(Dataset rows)

--

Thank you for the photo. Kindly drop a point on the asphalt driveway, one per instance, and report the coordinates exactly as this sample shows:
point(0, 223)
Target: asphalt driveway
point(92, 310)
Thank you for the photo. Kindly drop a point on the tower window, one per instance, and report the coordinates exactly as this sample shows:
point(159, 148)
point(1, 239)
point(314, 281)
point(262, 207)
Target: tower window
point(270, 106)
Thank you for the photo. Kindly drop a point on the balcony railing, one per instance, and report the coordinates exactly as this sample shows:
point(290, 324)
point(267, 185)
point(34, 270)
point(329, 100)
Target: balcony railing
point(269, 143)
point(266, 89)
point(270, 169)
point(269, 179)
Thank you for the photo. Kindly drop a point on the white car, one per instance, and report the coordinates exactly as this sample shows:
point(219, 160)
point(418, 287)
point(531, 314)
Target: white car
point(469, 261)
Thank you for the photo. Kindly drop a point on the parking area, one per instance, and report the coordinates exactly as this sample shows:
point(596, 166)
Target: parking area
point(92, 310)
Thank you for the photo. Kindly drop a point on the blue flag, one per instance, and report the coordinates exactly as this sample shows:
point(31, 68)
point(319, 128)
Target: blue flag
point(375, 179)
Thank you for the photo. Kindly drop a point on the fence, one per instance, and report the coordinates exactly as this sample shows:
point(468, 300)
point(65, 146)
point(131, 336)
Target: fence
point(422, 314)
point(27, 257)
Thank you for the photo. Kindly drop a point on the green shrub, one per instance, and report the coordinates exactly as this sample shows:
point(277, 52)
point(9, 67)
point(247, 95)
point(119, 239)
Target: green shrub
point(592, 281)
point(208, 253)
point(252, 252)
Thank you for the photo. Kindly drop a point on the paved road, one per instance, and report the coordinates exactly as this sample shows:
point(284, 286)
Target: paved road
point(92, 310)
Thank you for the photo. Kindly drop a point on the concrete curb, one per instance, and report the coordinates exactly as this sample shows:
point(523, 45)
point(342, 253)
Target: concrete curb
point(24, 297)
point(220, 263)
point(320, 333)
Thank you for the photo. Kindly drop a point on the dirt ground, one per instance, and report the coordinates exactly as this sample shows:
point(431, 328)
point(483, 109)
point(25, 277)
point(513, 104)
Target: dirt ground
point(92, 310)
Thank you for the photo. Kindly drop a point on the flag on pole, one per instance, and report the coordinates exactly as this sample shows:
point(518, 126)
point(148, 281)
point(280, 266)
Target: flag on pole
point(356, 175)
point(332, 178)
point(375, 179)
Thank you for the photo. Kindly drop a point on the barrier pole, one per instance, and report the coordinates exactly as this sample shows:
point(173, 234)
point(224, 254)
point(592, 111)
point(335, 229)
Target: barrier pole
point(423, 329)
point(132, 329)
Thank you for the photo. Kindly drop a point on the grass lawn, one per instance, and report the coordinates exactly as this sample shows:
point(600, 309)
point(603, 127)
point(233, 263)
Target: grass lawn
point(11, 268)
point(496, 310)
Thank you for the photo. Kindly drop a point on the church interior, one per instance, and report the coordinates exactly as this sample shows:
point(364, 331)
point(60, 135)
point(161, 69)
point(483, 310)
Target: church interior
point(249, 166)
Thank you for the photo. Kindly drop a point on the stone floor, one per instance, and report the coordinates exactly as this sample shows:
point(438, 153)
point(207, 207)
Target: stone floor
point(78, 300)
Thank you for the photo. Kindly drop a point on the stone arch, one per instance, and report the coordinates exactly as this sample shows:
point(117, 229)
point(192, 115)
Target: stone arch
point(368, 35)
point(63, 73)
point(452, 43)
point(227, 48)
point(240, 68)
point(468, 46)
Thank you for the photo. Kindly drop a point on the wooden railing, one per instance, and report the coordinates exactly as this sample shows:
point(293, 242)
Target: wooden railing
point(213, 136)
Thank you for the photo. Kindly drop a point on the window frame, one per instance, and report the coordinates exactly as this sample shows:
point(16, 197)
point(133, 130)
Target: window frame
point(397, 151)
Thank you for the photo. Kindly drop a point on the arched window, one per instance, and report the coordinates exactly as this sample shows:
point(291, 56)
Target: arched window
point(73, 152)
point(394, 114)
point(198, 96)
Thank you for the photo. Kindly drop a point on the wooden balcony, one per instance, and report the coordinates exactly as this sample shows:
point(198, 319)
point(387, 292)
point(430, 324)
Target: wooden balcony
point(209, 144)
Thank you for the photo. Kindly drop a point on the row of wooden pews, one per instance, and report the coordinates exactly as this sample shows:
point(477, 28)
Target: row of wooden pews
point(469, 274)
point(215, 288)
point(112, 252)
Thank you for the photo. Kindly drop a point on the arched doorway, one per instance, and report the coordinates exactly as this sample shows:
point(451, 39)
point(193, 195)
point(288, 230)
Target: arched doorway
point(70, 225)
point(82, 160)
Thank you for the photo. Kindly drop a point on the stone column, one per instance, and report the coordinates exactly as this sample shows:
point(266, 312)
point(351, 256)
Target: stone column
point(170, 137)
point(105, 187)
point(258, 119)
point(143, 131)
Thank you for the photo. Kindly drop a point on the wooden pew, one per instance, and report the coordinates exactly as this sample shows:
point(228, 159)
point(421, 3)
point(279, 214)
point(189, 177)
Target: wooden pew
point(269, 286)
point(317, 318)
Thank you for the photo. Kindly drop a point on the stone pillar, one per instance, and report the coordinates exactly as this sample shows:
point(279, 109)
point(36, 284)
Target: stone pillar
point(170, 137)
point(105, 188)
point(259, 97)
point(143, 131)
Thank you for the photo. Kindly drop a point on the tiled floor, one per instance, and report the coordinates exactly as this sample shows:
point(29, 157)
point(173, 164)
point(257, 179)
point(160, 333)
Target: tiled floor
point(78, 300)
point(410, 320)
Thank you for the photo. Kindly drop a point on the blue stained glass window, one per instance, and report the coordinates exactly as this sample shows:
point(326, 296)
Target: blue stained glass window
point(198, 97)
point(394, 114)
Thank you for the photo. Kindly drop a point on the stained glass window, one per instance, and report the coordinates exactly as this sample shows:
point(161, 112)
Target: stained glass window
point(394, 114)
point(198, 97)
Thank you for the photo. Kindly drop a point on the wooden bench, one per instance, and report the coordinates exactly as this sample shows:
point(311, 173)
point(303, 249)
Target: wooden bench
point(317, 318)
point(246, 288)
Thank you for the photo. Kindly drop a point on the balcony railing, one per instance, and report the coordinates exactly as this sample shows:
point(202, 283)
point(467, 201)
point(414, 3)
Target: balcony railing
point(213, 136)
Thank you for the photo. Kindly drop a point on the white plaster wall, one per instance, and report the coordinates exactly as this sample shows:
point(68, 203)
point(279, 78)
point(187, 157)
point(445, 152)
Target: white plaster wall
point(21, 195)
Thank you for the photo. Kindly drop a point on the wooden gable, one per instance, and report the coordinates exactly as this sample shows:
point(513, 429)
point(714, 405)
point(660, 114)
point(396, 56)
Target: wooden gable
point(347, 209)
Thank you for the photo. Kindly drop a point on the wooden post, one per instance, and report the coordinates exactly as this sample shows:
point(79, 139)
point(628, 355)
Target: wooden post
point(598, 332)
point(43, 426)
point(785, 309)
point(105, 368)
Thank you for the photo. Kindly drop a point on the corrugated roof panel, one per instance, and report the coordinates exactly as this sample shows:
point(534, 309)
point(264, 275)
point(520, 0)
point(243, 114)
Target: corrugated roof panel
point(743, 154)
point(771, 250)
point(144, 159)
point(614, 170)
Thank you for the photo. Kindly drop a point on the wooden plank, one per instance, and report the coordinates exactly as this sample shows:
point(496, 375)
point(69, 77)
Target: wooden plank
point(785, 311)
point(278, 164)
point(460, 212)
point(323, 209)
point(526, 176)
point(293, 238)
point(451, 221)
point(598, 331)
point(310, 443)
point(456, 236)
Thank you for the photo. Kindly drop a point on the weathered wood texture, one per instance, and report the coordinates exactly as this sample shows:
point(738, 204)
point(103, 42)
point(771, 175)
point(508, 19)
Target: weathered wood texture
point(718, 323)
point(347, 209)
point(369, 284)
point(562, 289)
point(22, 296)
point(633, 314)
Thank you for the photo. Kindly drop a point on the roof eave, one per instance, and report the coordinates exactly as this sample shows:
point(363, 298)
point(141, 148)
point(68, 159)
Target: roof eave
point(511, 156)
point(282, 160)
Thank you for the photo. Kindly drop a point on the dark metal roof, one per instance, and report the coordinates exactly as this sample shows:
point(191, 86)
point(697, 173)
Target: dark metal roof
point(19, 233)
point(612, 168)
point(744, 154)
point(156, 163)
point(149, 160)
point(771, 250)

--

• **What you have to do**: Copy word for word the lines in the records from the line with "arched window, one" to the line with "point(209, 144)", including both of those lines.

• **Output of the task**:
Thank you for the photo. Kindly drop a point on the arched window, one per instance, and report the coordinates exactly as this sample shows:
point(291, 56)
Target: arched window
point(73, 152)
point(394, 114)
point(198, 96)
Thank you for the photo. Kindly drop a point on the wooden balcony, one per instance, and report the coordinates exactly as this sample shows:
point(198, 319)
point(387, 292)
point(430, 324)
Target: wooden balcony
point(209, 144)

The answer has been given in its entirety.